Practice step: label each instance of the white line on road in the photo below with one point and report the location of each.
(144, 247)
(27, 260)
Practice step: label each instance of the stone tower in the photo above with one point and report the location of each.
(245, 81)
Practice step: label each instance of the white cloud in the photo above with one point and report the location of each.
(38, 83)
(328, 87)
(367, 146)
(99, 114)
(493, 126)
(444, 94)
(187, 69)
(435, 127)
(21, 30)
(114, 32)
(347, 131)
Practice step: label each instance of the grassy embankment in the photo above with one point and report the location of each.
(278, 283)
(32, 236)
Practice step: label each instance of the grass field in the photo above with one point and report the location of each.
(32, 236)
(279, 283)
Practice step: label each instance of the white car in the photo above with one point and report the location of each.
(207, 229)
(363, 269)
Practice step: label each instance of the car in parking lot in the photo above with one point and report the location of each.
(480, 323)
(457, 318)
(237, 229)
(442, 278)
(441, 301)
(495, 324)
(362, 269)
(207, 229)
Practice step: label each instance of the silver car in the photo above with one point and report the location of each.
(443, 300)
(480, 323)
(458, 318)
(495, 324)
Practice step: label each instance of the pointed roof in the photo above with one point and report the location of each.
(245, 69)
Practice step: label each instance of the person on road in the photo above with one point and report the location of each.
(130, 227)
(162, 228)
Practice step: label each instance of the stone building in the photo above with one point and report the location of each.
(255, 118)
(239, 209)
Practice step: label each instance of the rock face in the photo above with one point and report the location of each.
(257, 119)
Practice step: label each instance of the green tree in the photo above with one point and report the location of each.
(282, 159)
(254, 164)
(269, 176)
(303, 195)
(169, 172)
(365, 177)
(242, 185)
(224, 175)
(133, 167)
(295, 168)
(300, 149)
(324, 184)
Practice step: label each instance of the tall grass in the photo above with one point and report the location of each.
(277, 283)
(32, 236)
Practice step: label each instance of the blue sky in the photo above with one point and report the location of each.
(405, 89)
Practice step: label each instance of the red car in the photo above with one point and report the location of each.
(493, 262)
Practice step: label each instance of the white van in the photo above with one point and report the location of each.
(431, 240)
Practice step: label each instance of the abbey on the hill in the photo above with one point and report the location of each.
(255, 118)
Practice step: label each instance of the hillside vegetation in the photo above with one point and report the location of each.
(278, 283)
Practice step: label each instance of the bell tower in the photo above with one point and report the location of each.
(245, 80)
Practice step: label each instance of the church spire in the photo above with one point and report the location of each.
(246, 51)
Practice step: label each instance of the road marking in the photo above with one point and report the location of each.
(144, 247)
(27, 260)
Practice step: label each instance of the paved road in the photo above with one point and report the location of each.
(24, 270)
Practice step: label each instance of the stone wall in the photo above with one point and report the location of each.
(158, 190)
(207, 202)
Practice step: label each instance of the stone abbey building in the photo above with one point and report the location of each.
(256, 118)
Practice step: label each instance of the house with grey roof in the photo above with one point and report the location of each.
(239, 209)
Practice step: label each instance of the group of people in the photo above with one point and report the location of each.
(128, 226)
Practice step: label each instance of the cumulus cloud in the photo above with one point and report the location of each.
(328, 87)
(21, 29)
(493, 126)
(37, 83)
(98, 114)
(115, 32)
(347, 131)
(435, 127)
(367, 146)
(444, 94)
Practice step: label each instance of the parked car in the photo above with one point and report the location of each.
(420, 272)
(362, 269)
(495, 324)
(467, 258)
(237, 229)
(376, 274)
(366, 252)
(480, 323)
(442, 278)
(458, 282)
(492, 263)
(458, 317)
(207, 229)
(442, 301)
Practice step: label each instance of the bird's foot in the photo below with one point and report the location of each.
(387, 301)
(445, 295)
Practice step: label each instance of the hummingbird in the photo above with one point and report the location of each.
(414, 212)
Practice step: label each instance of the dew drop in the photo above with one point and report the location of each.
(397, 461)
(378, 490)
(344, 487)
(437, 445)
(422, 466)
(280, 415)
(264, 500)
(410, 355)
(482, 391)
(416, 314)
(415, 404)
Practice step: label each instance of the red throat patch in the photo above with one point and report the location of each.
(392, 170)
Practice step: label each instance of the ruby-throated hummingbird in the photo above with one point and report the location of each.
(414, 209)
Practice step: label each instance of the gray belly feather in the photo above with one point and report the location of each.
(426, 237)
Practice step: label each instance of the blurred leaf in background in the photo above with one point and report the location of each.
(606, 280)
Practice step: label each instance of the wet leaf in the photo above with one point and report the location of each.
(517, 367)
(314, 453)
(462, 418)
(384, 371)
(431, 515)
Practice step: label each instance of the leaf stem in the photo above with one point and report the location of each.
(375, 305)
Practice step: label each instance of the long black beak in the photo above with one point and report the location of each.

____

> **INSTRUCTIONS FOR THE TASK**: Exactly as written, give the line containing "Practice step: label each instance of the red throat" and all remaining lines of the records.

> **SOLUTION TO THE EXERCISE**:
Practice step: label each instance of the red throat patch in the photo above with one point and report the location of each.
(392, 170)
Practice step: label each instance of the ruby-throated hummingbird in the photo above with one point and report the location of each.
(414, 209)
Practice step: label each instance of the gray belly feather in the photo above with one point and report the location of each.
(426, 237)
Practice step: label each instance of the blurred leaf in background in the photo above with one point and report the location of each.
(606, 280)
Practice step: label each instance of the wet leaf in the photo above with one point and report the location of each.
(517, 367)
(314, 453)
(462, 418)
(384, 371)
(431, 515)
Practice step: label each instance of the leaf stem in the photo above with one point and report the location of each.
(375, 305)
Practice step: label each instance of the long black beak in the photo above with one point and report the location of each.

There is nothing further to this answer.